Comunismo no es lo mismo que cristianismo

Germán Masserdoti

Artículo originalmente publicado en La Prensa
 
A pesar de haber pasado ya más de cien años de la Revolución Rusa (1917), hay quienes todavía, incluso después de la caída del Muro de Berlín en 1989, la reivindican en los postulados cuando no también en los procedimientos. En este caso, y en íntima conexión con lo dicho, conviene reflexionar acerca de un problema que, para sorpresa de muchos, no parece haber quedado definitivamente claro para algunos:

¿Quiere lo mismo que el cristianismo lo mismo que el comunismo?


La clave para entender al comunismo está en la dialéctica de contradicción. Allí se encuentra la «esencia» de la praxis comunista. Sin muchas vueltas, se trata de una acción revolucionaria para la toma del poder político. Aunque a efectos de la propaganda diga lo contrario, al comunismo no le interesa la justicia. No le interesa, sencilla y a la vez maquiavélicamente, porque su alimento es el conflicto. El comunismo se nutre de injusticias y produce, necesariamente, injusticias. No se explicaría de otro modo aquella célebre y perenne sentencia de Pío XI cuando, en la encíclica Divini Redemptoris, enseña que «el comunismo es intrínsecamente perverso».
El Diccionario de la Real Academia española abona este sentido cuando señala que el término «pravo, va» proviene de pravus, que es el término que utiliza Pío XI. El adjetivo «pravo, va», según consigna el Diccionario, significa «perverso, malvado y de dañadas costumbres». Sucede que esta ideología de la praxis revolucionaria resulta incapaz de promover el bien. Su cometido es dividir. El comunismo lo divide todo. Si algo promueve no es la justicia social sino los antagonismos y las fricciones. Por esto, la Iglesia condena el comunismo no solamente por ser ateo sino también por ser una teoría y una praxis destructora del orden social y económico de convivencia.

----------------------------------------

__Tarea planteada 1__.
Según el artículo sobre comunismo y cristianismo, ¿qué significa el adjetivo «pravo, va» de acuerdo con el Diccionario?
__Tarea planteada 2__.
Extrae tal cual del artículo el fragmento que comienza en "A pesar de haber" y termina después de "que el comunismo?".
Las filas no guardan relación con el artículo.

----------------------------------------

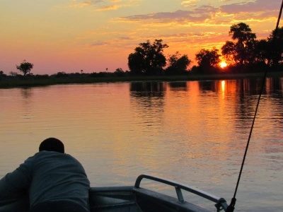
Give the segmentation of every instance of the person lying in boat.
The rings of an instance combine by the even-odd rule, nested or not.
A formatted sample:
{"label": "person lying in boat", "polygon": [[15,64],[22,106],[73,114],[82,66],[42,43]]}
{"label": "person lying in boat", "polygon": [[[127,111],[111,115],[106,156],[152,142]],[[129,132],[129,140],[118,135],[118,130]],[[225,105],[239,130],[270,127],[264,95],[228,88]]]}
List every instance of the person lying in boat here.
{"label": "person lying in boat", "polygon": [[89,211],[89,189],[81,164],[64,153],[61,141],[49,138],[0,180],[0,211]]}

----------------------------------------

__Respuesta 1__.
Significa «perverso, malvado y de dañadas costumbres».

__Respuesta 2__.
A pesar de haber pasado ya más de cien años de la Revolución Rusa (1917), hay quienes todavía, incluso después de la caída del Muro de Berlín en 1989, la reivindican en los postulados cuando no también en los procedimientos. En este caso, y en íntima conexión con lo dicho, conviene reflexionar acerca de un problema que, para sorpresa de muchos, no parece haber quedado definitivamente claro para algunos:

¿Quiere lo mismo que el cristianismo lo mismo que el comunismo?